Supplied passage
++++

Johnson, who is also a candidate for the Carroll Community School Board, joined about 30 people at Ski’s Sandwich Shop in downtown Carroll Sunday afternoon to listen to a speech from the White House candidate and go back and forth with Bullock in a Q-and-A session.

Bullock’s case: he won reelection as a Democrat in a heavily rural state that voted overwhelmingly for President Trump in 2016. It’s going to take that brand of Democrat to win the White House next year, said Bullock, noting he’s the only Democratic governor left in the race.

“I’m a single-issue voter this time, and that single issue is making sure Donald Trump doesn’t get reelected,” Bullock said.

Ron Langel, 70, a Vietnam War veteran from Templeton, urged Bullock to avoid the siren call of policy from the left of his party, ideas like free college and the elimination of student loan debt. That won’t sit well with Republicans and the independent-minded people he knows, Langel told Bullock, adding that Democrats shouldn’t forfeit patriotism to Trump and Republicans.

++++

Data extracted from a collection:
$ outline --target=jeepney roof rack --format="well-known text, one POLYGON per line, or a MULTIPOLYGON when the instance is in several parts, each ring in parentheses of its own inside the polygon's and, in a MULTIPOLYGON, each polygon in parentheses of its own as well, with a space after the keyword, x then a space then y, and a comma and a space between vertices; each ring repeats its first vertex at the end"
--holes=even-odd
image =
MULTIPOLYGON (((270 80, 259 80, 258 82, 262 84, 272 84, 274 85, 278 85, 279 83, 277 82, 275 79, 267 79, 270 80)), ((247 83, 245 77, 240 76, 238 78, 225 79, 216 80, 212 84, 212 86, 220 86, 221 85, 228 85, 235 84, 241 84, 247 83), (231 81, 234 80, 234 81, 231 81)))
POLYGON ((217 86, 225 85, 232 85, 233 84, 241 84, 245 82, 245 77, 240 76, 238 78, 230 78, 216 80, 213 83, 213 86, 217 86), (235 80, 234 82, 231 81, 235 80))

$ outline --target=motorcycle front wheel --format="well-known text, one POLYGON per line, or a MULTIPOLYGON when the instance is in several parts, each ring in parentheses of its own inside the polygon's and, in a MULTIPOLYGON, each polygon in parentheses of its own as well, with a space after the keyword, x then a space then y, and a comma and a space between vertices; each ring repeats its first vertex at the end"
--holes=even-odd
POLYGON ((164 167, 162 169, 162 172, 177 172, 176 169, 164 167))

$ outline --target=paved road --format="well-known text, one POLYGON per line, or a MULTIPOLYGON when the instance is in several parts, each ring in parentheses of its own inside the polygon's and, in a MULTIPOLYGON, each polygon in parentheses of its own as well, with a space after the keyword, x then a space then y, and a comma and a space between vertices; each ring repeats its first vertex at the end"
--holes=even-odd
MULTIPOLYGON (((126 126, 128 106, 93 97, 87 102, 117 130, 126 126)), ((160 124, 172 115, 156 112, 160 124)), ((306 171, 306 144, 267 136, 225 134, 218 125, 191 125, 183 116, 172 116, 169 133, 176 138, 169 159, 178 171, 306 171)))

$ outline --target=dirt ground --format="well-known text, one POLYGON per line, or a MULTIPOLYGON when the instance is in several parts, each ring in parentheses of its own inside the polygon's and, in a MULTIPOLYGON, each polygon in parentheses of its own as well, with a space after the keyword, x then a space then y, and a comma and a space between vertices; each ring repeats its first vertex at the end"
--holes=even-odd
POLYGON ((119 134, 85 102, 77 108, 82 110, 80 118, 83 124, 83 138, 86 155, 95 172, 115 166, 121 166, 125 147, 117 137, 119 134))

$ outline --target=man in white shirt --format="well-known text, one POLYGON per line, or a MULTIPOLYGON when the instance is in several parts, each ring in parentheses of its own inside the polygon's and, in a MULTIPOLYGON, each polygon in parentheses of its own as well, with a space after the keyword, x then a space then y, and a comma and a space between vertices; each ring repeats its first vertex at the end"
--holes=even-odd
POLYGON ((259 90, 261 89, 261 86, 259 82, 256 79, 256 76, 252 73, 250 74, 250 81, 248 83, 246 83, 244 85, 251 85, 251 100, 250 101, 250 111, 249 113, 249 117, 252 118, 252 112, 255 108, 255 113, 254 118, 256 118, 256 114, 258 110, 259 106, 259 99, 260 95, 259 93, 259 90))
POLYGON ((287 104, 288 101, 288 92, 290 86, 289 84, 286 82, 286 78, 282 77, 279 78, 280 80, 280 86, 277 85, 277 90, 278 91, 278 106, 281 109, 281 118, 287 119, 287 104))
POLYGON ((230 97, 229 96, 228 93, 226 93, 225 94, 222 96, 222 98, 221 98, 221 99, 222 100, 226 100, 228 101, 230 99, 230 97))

++++

What this task involves
Print the passage on Bullock's Carroll visit in full, reproducing every word and mark unchanged. Rely solely on the passage on Bullock's Carroll visit and disregard the rows.

Answer to the exercise
Johnson, who is also a candidate for the Carroll Community School Board, joined about 30 people at Ski’s Sandwich Shop in downtown Carroll Sunday afternoon to listen to a speech from the White House candidate and go back and forth with Bullock in a Q-and-A session.

Bullock’s case: he won reelection as a Democrat in a heavily rural state that voted overwhelmingly for President Trump in 2016. It’s going to take that brand of Democrat to win the White House next year, said Bullock, noting he’s the only Democratic governor left in the race.

“I’m a single-issue voter this time, and that single issue is making sure Donald Trump doesn’t get reelected,” Bullock said.

Ron Langel, 70, a Vietnam War veteran from Templeton, urged Bullock to avoid the siren call of policy from the left of his party, ideas like free college and the elimination of student loan debt. That won’t sit well with Republicans and the independent-minded people he knows, Langel told Bullock, adding that Democrats shouldn’t forfeit patriotism to Trump and Republicans.